# tüchtig



## ThomasK

Hat *'tüchtig'* mit *'Tugend'* zu tun ? 

Im Ndl. haben wir nur 
- 'deugdzaam' (tugendhaft), 
- 'deugdelijk' (nur _Dinge_, die sich als tüchtig erweisen), 
- nicht etwa 'deugdig'. 

Dazu : klingt darin etwas Moralisches mit ? Und dazu: hat 'Tugend', wie im Ndl., vor allem oder sogar aussschliesslich eine moralische Bedeutung? 

[Sprachliche Korrekturen willkommen]


----------



## mannibreuckmann

"Deugd" und das niederdeutschte "Tucht", von dem "tüchtig" kommt, haben offensichtlich denselben Ursprung.

"Tucht" charakterisiert Dinge und Personen, die brauchbar sind, mit denen man also etwas positives "tun" kann bzw. die selbst etwas positives "tun".

GEZEIGTE DATEN:
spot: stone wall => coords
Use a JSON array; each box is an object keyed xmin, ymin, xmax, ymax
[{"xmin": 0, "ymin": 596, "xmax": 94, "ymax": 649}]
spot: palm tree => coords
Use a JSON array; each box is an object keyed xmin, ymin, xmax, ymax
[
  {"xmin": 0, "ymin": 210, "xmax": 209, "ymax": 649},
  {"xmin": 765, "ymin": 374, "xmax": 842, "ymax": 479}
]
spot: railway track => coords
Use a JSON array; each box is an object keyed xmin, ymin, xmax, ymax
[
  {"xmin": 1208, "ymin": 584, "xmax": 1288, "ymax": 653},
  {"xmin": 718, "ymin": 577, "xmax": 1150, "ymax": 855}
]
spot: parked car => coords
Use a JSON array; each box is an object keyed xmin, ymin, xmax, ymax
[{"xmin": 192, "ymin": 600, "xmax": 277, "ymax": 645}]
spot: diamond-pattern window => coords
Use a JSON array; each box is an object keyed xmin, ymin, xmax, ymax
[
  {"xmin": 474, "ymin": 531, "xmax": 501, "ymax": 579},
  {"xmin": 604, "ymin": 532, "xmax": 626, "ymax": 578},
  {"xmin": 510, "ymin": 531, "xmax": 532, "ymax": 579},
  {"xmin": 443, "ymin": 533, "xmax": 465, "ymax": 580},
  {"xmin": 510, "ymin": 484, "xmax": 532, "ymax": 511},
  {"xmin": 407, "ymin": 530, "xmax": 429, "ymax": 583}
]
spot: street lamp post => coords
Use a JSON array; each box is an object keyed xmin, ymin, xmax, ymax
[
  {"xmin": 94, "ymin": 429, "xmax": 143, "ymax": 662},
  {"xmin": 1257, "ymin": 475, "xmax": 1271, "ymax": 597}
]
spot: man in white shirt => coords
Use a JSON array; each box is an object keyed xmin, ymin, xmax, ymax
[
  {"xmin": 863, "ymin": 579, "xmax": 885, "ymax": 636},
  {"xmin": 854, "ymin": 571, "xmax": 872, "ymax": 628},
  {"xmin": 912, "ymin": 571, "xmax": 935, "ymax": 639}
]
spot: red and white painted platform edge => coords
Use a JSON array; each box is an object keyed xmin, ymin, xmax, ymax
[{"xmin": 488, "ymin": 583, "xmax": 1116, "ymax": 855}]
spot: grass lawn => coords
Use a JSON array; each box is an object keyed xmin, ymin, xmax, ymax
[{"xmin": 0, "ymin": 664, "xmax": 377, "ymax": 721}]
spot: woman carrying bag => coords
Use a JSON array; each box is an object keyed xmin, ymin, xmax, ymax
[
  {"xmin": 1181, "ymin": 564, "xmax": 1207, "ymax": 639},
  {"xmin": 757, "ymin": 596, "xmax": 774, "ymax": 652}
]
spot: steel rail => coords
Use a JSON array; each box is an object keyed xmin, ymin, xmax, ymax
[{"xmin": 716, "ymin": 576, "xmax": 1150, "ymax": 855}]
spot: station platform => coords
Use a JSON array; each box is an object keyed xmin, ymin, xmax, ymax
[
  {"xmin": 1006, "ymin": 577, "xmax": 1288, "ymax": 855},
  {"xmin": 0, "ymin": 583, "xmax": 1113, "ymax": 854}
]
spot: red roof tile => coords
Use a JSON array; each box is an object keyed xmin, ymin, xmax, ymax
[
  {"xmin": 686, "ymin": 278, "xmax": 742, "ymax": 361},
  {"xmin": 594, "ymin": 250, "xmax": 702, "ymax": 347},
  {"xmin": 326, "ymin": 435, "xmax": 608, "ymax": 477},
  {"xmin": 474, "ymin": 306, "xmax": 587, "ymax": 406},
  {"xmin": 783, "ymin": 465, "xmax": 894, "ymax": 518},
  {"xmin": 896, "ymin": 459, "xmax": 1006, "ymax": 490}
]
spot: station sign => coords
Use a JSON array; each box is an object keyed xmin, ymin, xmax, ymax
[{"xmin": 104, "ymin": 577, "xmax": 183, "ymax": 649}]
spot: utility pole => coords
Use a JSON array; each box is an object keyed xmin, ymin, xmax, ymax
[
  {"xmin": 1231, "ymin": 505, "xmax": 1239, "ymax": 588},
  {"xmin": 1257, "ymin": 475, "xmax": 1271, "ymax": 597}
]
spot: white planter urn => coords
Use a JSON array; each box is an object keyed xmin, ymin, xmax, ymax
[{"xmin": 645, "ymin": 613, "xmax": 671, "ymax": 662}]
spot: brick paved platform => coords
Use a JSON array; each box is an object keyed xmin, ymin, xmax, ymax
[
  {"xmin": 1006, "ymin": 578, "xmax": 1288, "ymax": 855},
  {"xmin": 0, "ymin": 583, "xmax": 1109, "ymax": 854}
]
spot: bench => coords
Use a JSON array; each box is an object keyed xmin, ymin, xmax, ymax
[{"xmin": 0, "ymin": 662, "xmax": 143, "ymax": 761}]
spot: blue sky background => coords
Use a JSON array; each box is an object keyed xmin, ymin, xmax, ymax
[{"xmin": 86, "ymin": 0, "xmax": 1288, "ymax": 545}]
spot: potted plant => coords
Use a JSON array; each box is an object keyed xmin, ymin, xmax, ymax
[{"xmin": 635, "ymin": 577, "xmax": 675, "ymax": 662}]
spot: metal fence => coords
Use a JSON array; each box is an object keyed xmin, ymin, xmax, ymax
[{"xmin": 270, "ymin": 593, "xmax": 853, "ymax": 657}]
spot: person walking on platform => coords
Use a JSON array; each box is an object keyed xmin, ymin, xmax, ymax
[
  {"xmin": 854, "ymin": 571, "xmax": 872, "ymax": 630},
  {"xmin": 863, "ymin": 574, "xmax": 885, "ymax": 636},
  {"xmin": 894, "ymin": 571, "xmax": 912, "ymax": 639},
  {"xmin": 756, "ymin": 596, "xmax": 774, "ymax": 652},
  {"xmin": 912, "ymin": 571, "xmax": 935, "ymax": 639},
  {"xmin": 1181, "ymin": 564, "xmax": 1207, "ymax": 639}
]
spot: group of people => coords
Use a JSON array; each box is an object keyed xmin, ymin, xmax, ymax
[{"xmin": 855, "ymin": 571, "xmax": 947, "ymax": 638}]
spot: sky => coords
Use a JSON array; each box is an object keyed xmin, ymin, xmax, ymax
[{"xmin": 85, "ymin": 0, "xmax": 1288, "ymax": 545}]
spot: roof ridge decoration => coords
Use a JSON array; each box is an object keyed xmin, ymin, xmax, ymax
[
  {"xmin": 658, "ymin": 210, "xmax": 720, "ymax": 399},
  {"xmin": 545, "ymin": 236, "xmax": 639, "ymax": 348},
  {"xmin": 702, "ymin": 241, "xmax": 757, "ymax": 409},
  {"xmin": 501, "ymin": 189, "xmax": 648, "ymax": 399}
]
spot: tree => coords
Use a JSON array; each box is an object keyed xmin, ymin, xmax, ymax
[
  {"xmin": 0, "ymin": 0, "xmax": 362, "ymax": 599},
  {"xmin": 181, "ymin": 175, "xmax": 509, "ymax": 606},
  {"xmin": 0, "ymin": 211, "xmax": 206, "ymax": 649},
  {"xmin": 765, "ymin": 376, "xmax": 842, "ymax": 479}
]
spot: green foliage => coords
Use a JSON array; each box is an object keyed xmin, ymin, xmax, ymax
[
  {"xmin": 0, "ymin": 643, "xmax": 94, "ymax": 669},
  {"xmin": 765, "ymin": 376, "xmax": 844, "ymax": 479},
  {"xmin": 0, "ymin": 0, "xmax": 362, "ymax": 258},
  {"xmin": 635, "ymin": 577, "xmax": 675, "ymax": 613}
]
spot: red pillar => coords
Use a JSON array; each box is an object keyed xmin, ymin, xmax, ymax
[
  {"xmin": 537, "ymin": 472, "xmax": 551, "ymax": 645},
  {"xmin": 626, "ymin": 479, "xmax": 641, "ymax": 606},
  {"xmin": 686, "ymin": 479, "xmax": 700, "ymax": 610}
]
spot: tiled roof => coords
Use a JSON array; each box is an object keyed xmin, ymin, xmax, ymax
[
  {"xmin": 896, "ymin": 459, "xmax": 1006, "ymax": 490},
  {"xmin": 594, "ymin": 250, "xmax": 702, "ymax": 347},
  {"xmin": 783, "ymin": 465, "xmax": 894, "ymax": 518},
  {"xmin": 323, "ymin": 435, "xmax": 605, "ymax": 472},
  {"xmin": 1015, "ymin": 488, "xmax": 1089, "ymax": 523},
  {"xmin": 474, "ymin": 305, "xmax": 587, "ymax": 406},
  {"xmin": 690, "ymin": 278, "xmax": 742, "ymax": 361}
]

AUFGABE A:
Gib aus dem Text über „tüchtig“ den Abschnitt wörtlich wieder, der mit den Worten „[Sprachliche Korrekturen willkommen]“ beginnt und mit „offensichtlich denselben Ursprung.“ endet.
AUFGABE B:
Führe den Text über „tüchtig“ im Anschluss an seinen letzten Satz weiter.
Die Daten stammen aus einer anderen Quelle.

ERGEBNIS A:
[Sprachliche Korrekturen willkommen]


----------



## mannibreuckmann

"Deugd" und das niederdeutschte "Tucht", von dem "tüchtig" kommt, haben offensichtlich denselben Ursprung.

ERGEBNIS B:
"Tugend" ist offensichtlich mit "tun, Tucht, Zucht usw." verwandt und bezieht sich nicht nur auf Moralisches, sondern auf jedwedes Tun, das als gut bzw. vorbildlich betrachtet wird, z.B. auch Pünktlichkeit (um mal eine angeblich typisch deutsche Tugend zu nennen).


----------



## ThomasK

Interessante Auskünfte ! Klingt aber 'vorbildlich' nicht schon moralisch im breiten Sinne, normativ ?


----------



## mannibreuckmann

ThomasK said:


> Interessante Auskünfte ! Klingt aber 'vorbildlich' nicht schon moralisch im breiten Sinne, normativ ?



"Moral" empfinde ich deutlich stärker als "Tugend".

Es wäre z.B. nicht unmoralisch, unpünktlich zu sein.

Bei "Moral" schwingt meiner Ansicht nach mit, was NICHT getan werden darf.


----------



## ThomasK

Dürfte schon stimmen, aber implizit spielt irgendein Bild von was 'gut' heißen kann mit, finde ich. Meine Fragen betrafen vor allem dieses: hier gilt 'Tugend' als belastet (richtig?), zu kirchlich, zu moralisch, im Sinne von einem von dem traditionellen Glauben her bestimmte Kategorie. Daher vermeiden wir -oder viele - 'deugd', usw., denke ich.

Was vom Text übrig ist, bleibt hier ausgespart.